[CONSIGNE] Recopiez à l'identique, dans le récit du spectacle dans la cour, le passage allant de « Et pour cause » jusqu'à « attroupement fort animé. » inclus.

Et pour cause ! Daniel, un amateur de spectacle en herbe, et son équipe de fans avait, en l’espace d’une fin d’après-midi, monté un spectacle à ciel ouvert dans la cour arrière qui, de ce fait, grouillait d’un attroupement fort animé.

Du balcon pendait un grand drap blanc. Deux puissants projecteurs dessinaient sur ce drap les ombres de jeunes gens qui, en vélo ou à pied, en courant ou en dansant au rythme d’une musique saccadée lancée par deux gros haut-parleurs, émettaient comme les habitants de la caverne de Platon, leurs ombres sur cet écran improvisé et y lançaient des jets de peinture multicolore provenant de canettes d’aérosol ou de pinceaux de fortune. Une réplique de la création du monde. Cet art avait un nom, c’était le « pubzyeuxtophonique » une fusion de tous les arts : mouvements et ombres, son et lumière, peinture abstraite et écriture automatique, selon la mode du temps. L’art de la spontanéité tous azimuts. C’était à voir et à entendre. Un jeu de participation et d’immersion totales. Cf. Témoignages Daniel Mourand

Une courte séance d’échanges s’ensuit entre les gendarmes, les délégués des gens du voisinage et nous les responsables de cette maison « religieuse » nouveau style.

[INFORMATIONS FOURNIES]
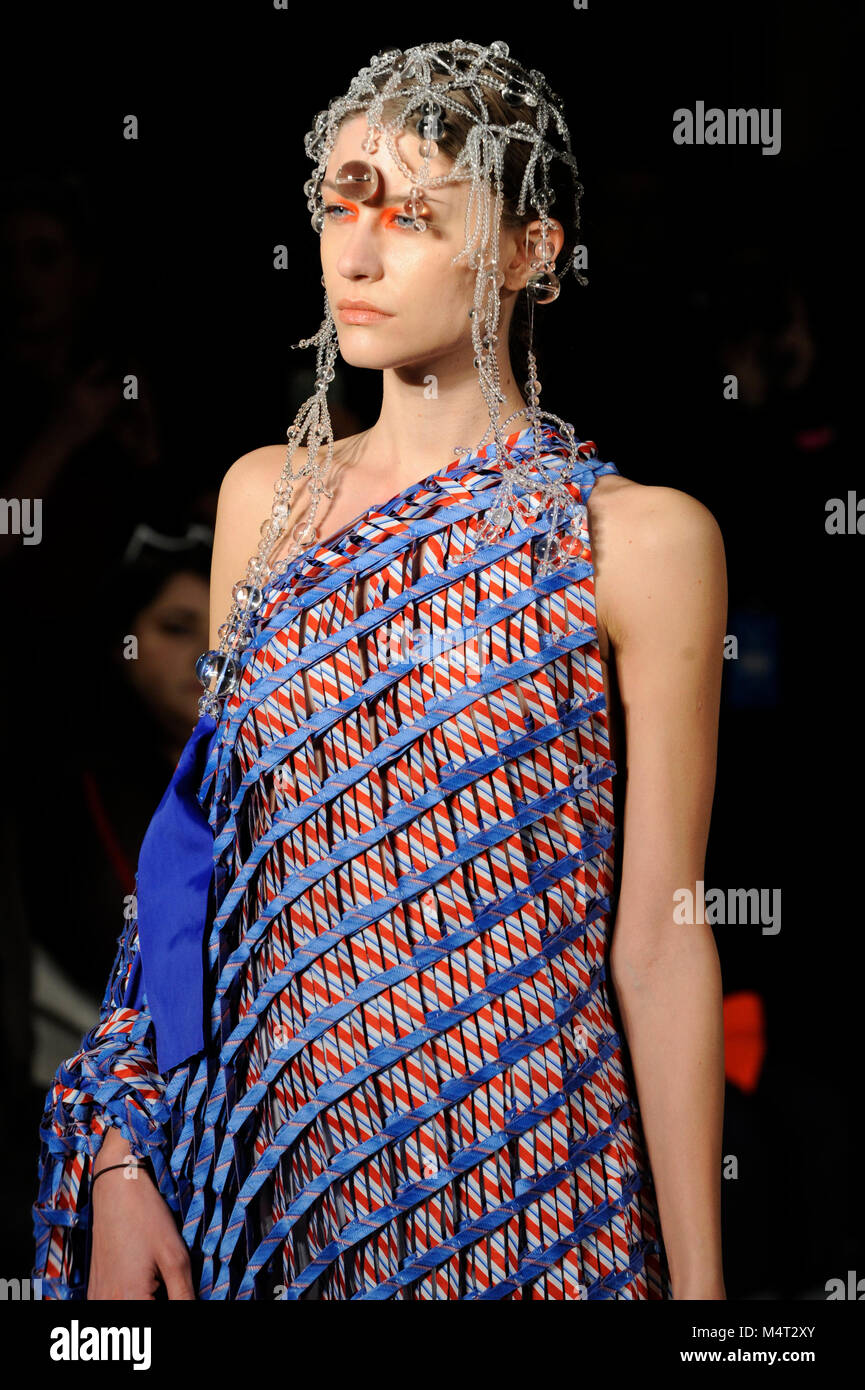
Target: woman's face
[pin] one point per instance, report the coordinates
(370, 252)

[RÉPONSE À L'EXERCICE]
Et pour cause ! Daniel, un amateur de spectacle en herbe, et son équipe de fans avait, en l’espace d’une fin d’après-midi, monté un spectacle à ciel ouvert dans la cour arrière qui, de ce fait, grouillait d’un attroupement fort animé.